### What is expected:
Reproduce the lines from the one containing "Outline every instance of the plastic bag." through the last line, both included, with the requests kept. Scale every polygon vertex coordinate in the answers by 0.25 and round each result to a whole number, rounding halves up, but leave the numbers in the requests and their format samples unchanged.

### Entries:
============================================================

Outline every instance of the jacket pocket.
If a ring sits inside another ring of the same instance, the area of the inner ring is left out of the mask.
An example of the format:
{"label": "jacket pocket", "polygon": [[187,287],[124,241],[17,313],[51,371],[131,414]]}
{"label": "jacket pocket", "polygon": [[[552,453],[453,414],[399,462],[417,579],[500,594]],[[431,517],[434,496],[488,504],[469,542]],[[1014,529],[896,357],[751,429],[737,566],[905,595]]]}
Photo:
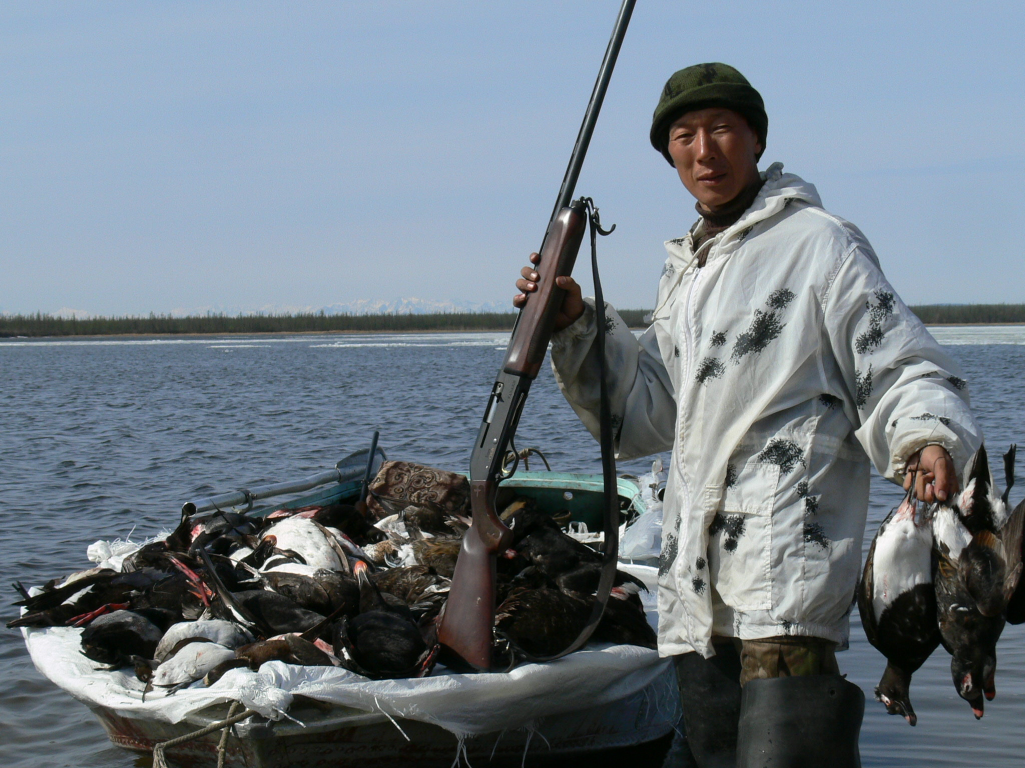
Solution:
{"label": "jacket pocket", "polygon": [[730,474],[725,492],[706,488],[706,499],[717,507],[708,527],[711,584],[731,608],[768,610],[779,465],[749,462]]}

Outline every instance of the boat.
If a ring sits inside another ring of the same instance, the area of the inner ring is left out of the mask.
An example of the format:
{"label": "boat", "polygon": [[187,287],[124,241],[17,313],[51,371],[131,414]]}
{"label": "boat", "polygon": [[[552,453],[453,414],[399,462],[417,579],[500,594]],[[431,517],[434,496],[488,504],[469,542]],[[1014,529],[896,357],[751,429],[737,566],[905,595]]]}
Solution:
{"label": "boat", "polygon": [[[355,501],[368,457],[364,450],[309,477],[196,499],[183,505],[183,512],[233,509],[258,516],[282,508]],[[377,449],[372,465],[379,466],[385,458]],[[646,512],[637,478],[618,478],[618,493],[627,522]],[[586,541],[601,535],[600,474],[519,471],[502,482],[499,502],[514,495],[534,498],[544,508],[568,509],[578,538]],[[281,503],[286,496],[292,498]],[[274,503],[261,504],[272,499]],[[108,546],[104,551],[114,550]],[[126,551],[124,546],[120,551]],[[621,567],[651,585],[646,609],[649,621],[657,621],[653,604],[657,569],[625,561]],[[451,766],[460,761],[501,765],[521,764],[528,755],[533,761],[658,743],[664,751],[680,718],[671,665],[655,651],[637,646],[591,644],[548,665],[475,675],[436,671],[421,680],[368,681],[343,670],[272,662],[260,668],[256,679],[266,690],[256,694],[246,694],[238,687],[241,683],[232,682],[236,673],[256,673],[233,670],[210,688],[189,688],[174,699],[141,702],[140,684],[130,670],[97,672],[87,659],[83,662],[76,630],[23,629],[23,633],[36,668],[85,703],[114,744],[138,753],[152,753],[158,743],[223,720],[234,700],[252,707],[252,695],[288,697],[286,706],[279,705],[281,711],[270,706],[268,717],[252,716],[232,726],[223,742],[221,733],[214,731],[167,749],[173,764],[196,768],[217,764],[218,744],[223,764],[237,768],[357,763],[398,768]],[[303,671],[314,670],[330,679],[302,678]]]}

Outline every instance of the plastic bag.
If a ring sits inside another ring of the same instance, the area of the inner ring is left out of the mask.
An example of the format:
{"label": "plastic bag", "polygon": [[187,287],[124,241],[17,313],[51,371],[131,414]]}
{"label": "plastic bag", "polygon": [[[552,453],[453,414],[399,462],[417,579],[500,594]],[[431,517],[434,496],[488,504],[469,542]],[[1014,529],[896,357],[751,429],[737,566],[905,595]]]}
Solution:
{"label": "plastic bag", "polygon": [[665,482],[662,460],[655,459],[651,472],[639,481],[645,511],[627,526],[619,541],[619,556],[632,560],[657,558],[662,551],[662,501],[659,489]]}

============================================================

### Solution to the exercise:
Outline every instance of the plastic bag.
If a ring sits inside another ring of the same instance, the area of the inner ring is left out of the mask.
An example of the format:
{"label": "plastic bag", "polygon": [[187,287],[124,241],[17,313],[51,371],[131,414]]}
{"label": "plastic bag", "polygon": [[[552,453],[453,414],[399,462],[417,579],[500,594]],[[431,517],[434,496],[488,504],[469,542]],[[1014,529],[896,357],[751,429],[737,566],[905,595]]]}
Solution:
{"label": "plastic bag", "polygon": [[166,121],[166,115],[164,115],[163,118],[160,120],[161,128],[157,132],[155,135],[155,139],[158,140],[164,140],[166,138],[166,125],[165,122]]}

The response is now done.